Amanda is a PhD student in the Department of Molecular Genetics at the University of Toronto. Amanda is currently working in Dr. Julie Claycomb’s lab examining the essential Argonaute CSR-1 in the mighty nematode C. elegans. She believes the RNA community is spectacular, especially because of it’s diversity. She believes collaboration is an essential part of moving science forward, and is excited to help organize TREnD as an opportunity for labs in the region to learn from one another.
Lauren is a Ph.D. candidate in Dr. Karim Mekhail’s lab at U of T. Lauren’s M.Sc. work involved characterizing the functional role of an endogenous natural antisense transcript in the regulation of Ustilago maydis teliospore dormancy. Her current Ph.D. research focuses on modelling neurodegenerative disease-linked mutations to RNA-binding proteins in budding yeast. She has a passion for the study of non-coding RNA biology, and is excited to help facilitate discussions and collaborations amongst fellow RNA enthusiasts at TREnD.

_Task directions:_
In the student profiles, what organism does Lauren's Ph.D. research use to model neurodegenerative disease-linked mutations to RNA-binding proteins?

_Excerpted data:_
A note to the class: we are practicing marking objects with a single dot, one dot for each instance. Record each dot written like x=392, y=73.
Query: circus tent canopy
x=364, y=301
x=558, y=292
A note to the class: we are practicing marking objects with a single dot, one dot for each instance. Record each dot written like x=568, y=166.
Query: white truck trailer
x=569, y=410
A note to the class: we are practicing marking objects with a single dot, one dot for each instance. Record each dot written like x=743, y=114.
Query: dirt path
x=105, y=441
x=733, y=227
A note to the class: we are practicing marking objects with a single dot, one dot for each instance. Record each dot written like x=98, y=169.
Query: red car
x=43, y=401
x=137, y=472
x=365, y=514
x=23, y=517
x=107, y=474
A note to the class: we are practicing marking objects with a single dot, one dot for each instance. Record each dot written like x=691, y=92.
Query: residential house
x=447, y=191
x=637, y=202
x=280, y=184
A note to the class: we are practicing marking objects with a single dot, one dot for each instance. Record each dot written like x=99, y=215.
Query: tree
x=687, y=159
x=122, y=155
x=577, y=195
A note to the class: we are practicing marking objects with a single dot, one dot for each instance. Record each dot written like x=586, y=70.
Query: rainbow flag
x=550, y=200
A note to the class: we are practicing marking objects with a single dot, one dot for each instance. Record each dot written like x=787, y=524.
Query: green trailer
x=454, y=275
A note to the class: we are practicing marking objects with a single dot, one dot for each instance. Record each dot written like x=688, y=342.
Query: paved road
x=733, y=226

_Solution to this task:_
Budding yeast.